::: DATA LINES :::
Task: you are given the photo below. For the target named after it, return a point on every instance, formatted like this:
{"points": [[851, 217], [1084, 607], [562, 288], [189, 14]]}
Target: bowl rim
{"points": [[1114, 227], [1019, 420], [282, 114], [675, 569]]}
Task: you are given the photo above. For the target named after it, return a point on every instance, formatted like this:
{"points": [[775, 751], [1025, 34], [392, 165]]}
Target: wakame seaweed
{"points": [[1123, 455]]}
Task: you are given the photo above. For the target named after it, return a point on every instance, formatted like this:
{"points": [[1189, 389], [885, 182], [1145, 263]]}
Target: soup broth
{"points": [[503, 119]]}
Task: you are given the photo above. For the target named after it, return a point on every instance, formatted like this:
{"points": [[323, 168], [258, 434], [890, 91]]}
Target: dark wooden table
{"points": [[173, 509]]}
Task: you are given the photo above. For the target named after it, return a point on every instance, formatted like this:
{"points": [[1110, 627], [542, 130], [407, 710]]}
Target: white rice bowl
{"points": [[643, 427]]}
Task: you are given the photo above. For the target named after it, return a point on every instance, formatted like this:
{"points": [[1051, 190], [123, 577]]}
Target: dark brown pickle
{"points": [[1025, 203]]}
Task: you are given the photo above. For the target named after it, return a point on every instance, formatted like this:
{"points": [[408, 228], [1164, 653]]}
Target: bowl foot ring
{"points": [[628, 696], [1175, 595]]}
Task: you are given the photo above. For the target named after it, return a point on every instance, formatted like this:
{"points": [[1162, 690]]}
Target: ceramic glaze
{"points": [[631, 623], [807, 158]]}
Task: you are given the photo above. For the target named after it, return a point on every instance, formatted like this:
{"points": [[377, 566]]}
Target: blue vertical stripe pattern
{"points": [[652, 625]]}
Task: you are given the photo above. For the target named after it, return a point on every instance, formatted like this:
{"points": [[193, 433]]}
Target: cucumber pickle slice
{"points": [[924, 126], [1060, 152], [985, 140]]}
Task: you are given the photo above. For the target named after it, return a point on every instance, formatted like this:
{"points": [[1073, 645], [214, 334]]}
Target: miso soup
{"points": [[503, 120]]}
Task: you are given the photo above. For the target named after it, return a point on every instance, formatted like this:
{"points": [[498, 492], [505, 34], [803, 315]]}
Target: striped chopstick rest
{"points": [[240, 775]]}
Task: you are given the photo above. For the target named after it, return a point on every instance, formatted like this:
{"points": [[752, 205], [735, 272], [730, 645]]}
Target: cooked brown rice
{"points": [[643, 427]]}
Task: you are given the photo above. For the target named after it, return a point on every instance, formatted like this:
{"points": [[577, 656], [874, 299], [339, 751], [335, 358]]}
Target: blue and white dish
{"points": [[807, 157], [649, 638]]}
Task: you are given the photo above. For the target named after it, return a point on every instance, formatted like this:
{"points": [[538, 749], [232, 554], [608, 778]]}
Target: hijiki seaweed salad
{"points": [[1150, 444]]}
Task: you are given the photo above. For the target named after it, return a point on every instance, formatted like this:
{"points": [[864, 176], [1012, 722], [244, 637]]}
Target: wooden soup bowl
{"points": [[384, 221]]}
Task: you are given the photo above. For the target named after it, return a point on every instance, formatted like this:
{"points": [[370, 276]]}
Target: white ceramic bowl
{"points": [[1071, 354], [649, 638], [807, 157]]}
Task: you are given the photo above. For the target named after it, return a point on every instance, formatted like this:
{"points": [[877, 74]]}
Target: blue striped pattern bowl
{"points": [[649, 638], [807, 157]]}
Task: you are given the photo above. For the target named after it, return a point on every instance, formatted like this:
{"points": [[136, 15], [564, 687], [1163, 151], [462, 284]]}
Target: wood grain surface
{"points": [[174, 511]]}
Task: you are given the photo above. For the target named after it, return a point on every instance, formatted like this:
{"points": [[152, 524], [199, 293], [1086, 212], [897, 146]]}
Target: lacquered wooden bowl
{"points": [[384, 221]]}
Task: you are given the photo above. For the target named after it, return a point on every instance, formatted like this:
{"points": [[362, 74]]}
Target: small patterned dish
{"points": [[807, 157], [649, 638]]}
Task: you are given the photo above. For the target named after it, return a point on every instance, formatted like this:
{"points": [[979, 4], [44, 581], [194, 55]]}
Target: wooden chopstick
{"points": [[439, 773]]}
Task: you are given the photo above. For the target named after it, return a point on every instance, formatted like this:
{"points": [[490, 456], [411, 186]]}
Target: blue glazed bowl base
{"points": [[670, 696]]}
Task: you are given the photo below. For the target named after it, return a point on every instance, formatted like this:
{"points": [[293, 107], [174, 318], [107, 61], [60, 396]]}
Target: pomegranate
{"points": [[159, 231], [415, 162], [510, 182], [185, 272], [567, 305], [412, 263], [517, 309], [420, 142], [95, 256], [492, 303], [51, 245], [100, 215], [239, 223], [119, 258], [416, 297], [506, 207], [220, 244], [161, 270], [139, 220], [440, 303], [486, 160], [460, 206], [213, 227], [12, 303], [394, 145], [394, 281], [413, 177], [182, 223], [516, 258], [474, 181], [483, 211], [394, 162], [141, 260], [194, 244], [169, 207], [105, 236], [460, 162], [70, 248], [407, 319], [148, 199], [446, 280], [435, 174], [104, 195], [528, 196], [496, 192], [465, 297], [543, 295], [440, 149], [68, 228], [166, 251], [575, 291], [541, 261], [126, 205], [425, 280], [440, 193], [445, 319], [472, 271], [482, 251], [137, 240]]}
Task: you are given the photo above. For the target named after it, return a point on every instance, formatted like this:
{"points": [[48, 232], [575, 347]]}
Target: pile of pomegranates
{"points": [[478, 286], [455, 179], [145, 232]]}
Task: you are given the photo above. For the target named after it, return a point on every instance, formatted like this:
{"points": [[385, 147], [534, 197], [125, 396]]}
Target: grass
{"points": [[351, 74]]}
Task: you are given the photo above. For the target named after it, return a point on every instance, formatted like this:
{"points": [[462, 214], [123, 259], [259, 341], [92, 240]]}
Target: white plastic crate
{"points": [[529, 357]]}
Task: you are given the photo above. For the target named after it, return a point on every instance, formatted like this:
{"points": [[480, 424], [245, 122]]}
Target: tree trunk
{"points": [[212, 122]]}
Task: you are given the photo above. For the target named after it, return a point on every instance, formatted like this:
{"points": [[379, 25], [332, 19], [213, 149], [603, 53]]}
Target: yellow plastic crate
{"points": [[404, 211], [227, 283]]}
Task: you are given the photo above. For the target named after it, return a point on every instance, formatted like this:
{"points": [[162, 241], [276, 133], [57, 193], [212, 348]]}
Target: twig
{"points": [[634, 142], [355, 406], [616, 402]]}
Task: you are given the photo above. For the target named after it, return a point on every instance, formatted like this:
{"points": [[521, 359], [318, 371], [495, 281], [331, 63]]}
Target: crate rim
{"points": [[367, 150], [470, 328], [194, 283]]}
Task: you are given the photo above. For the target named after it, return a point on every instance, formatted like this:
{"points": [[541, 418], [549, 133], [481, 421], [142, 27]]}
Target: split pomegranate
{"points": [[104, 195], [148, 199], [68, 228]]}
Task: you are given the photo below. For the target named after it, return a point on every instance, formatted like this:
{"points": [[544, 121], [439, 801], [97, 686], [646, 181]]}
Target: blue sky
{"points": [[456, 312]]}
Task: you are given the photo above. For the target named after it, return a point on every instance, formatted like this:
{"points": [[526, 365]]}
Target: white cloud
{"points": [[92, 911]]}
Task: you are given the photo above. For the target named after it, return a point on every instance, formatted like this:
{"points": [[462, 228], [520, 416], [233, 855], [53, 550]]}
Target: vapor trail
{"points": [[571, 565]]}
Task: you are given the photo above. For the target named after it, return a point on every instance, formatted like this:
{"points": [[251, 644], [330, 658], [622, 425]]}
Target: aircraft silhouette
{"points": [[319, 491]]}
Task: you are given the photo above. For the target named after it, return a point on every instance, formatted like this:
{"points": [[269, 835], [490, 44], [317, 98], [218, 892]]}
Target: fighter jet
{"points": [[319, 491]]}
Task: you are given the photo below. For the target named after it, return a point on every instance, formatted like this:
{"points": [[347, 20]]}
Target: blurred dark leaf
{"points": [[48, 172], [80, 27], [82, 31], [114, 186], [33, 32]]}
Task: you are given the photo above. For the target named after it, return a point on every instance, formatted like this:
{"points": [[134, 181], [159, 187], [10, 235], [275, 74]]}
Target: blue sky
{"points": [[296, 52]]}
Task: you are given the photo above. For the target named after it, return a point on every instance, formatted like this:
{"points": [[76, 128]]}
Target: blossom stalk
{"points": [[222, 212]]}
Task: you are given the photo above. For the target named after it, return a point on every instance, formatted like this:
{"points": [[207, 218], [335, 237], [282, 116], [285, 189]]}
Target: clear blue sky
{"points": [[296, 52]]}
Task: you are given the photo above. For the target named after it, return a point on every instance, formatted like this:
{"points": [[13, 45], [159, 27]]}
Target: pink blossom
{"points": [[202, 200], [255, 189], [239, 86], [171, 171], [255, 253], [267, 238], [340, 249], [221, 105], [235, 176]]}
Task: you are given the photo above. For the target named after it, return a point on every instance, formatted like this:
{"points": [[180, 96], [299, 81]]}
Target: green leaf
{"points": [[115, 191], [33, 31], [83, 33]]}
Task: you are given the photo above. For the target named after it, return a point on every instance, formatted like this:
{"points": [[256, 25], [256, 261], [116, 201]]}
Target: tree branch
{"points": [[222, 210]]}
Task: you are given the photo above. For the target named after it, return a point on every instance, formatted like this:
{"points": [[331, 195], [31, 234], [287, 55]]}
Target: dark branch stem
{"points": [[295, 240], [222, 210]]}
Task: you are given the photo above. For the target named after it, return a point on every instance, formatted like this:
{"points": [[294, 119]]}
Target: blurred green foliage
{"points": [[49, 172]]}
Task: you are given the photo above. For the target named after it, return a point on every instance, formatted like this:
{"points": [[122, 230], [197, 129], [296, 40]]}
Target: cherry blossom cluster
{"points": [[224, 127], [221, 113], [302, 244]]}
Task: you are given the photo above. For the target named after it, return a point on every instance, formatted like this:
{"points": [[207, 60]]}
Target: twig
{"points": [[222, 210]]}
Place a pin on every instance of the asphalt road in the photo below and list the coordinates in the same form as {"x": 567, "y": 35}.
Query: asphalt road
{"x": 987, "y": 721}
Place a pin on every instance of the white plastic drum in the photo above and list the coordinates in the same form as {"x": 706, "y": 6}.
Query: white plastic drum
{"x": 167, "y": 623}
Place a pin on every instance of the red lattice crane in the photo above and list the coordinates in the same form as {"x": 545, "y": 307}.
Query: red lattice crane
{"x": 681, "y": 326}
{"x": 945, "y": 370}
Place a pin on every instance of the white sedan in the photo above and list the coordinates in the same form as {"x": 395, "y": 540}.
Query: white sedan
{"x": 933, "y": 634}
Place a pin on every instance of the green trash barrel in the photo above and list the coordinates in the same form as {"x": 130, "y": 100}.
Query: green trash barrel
:::
→ **TASK DESCRIPTION**
Write out again, exactly, the lines from the one holding "Place a pin on every instance of the asphalt" through the end of the listing, with both ends included.

→ **ANSWER TO THE TASK**
Place a pin on every instance of the asphalt road in the photo below and list the coordinates in the same form as {"x": 567, "y": 35}.
Query: asphalt road
{"x": 987, "y": 721}
Place a pin on every instance of the white plastic drum in the photo above and list the coordinates in the same form as {"x": 706, "y": 6}.
Query: white plastic drum
{"x": 167, "y": 623}
Place a pin on every instance of the red lattice crane in the photo above and list the coordinates in the same form as {"x": 545, "y": 307}.
Query: red lattice crane
{"x": 681, "y": 326}
{"x": 945, "y": 370}
Place a pin on every instance of the white sedan in the photo above and list the coordinates in the same form as {"x": 395, "y": 540}.
Query: white sedan
{"x": 933, "y": 634}
Place a pin on every instance of the green trash barrel in the photo above and list the coordinates in the same form as {"x": 130, "y": 100}.
Query: green trash barrel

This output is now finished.